(WHAT YOU NEED TO DO): Pull every line of the listing below into your answer word for word, omitting the picture.
-- Begin DATA PROVIDED --
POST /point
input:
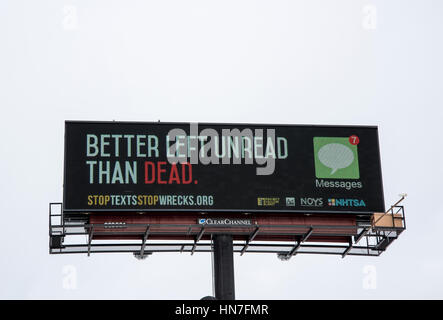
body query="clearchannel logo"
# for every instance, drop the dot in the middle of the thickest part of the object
(336, 157)
(225, 221)
(333, 202)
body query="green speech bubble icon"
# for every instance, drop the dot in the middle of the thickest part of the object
(335, 158)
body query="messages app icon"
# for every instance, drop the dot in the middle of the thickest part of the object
(335, 158)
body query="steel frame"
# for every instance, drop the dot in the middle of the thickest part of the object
(368, 240)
-- End DATA PROVIDED --
(RESULT):
POST /point
input:
body query="clearchannel logo"
# for every instance, drop the dot in the middle of the thickest part of the object
(336, 157)
(225, 221)
(333, 202)
body query="green speech bubble icon"
# for every instance, drop the dot in the middle of the thickest part of the object
(335, 158)
body query="messages app icon"
# for every instance, drop the dot in the middle of the thickest part of the object
(335, 158)
body query="steel frame"
# for every instance, drop the dot in the middle of the thickest part of the object
(368, 240)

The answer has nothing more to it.